**EXERCISE GOAL**
Please rewrite the data below as a numbered list, leaving out any blank lines.

**RECORDS FOR THE EXERCISE**
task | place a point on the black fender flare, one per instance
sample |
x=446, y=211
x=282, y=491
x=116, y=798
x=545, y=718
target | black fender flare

**RESPONSE**
1. task | place a point on the black fender flare, one per instance
2. sample |
3. x=446, y=211
4. x=282, y=491
5. x=116, y=798
6. x=545, y=718
7. target | black fender flare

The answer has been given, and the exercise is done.